▶ _Task instructions_: Copy out each line exactly as it appears.

------------------------------------------------------------------------

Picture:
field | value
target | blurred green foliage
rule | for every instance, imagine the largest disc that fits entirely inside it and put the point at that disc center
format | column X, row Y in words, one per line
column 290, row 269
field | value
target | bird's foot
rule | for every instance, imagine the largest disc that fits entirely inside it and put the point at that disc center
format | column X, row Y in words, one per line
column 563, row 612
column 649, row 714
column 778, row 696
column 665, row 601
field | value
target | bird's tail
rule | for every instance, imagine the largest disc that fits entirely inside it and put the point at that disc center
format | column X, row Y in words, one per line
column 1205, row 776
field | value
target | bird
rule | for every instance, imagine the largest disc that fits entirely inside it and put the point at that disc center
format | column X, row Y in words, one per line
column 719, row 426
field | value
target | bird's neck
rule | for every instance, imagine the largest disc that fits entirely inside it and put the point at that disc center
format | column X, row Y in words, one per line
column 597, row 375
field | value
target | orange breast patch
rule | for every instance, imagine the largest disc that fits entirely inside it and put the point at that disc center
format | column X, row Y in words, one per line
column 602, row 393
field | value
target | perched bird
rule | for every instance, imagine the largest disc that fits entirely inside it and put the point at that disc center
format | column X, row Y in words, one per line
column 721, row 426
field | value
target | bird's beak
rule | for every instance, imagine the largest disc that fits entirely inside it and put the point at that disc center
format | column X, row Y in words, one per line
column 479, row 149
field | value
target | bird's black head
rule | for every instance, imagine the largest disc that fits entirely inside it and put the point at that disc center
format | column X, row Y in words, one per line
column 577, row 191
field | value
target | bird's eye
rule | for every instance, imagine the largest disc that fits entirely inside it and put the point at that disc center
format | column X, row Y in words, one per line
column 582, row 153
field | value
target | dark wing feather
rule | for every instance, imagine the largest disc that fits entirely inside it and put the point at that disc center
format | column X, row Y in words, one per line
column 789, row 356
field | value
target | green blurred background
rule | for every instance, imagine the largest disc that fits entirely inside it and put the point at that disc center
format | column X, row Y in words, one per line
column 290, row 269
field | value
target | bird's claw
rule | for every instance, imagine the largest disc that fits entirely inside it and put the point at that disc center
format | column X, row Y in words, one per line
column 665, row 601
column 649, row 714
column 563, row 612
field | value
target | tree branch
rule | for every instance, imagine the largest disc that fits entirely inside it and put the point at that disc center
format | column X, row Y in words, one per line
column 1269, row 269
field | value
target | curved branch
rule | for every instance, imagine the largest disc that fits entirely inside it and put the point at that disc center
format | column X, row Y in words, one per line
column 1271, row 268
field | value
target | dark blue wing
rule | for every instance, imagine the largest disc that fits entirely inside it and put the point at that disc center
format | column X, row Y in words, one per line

------------------------------------------------------------------------

▶ _Task response_:
Picture:
field | value
target | blurred green foliage
rule | for every instance, imagine the largest disc that fits entirely inside it and put the point at that disc center
format | column X, row Y in words, one per line
column 290, row 269
field | value
target | bird's foot
rule | for every instance, imagine the largest disc that fits entirely inside it and put the point at that disc center
format | column X, row Y in words, one per line
column 563, row 612
column 649, row 714
column 778, row 696
column 665, row 601
field | value
target | bird's tail
rule | for every instance, imagine the largest disc that fits entirely inside it and put the point at that disc center
format | column X, row Y in words, one per line
column 1205, row 776
field | value
target | bird
rule | for every instance, imagine the largest disc that fits entirely inside it and put the point at that disc center
format | column X, row Y in words, one per line
column 719, row 426
field | value
target | bird's neck
rule | for every instance, imagine the largest disc that fits entirely inside it and put the point at that disc center
format | column X, row Y in words, one per line
column 597, row 375
field | value
target | orange breast patch
rule | for every instance, imagine the largest disc that fits entirely inside it and put the point at that disc center
format | column X, row Y in words, one per line
column 602, row 393
field | value
target | perched bird
rule | for every instance, imagine the largest disc that fits entirely inside it and put the point at that disc center
format | column X, row Y in words, one per line
column 721, row 426
field | value
target | bird's beak
rule | for every instance, imagine the largest disc that fits entirely inside it and put the point at that disc center
format | column X, row Y in words, one per line
column 479, row 149
field | value
target | bird's black head
rule | for every instance, imagine the largest disc that fits entirely inside it and put the point at that disc center
format | column X, row Y in words, one per line
column 577, row 191
field | value
target | bird's eye
rule | for every instance, imagine the largest disc that fits entirely inside it and put the point at that disc center
format | column X, row Y in words, one per line
column 582, row 153
field | value
target | dark wing feather
rule | for every instance, imagine the largest disc that fits entirely inside it and put the point at that disc center
format | column X, row Y in words, one per line
column 789, row 356
field | value
target | green blurred background
rule | for every instance, imagine the largest disc that fits entirely inside it and put the point at that disc center
format | column X, row Y in words, one per line
column 290, row 269
field | value
target | bird's claw
rule | for every instance, imagine the largest disc that fits entirely inside it and put the point at that disc center
format | column X, row Y in words, one per line
column 665, row 601
column 649, row 714
column 563, row 612
field | value
target | tree branch
rule | for every instance, imagine the largest disc that fits entirely inside it and put the point at that disc center
format | column X, row Y in words, one per line
column 1269, row 269
field | value
target | curved branch
rule | for every instance, imagine the largest disc that fits entirely inside it and put the point at that disc center
format | column X, row Y in words, one per line
column 1271, row 268
field | value
target | dark blue wing
rule | for every instance, imagine the largest disc that fits entirely inside it and put the point at that disc center
format | column X, row Y in words, one per line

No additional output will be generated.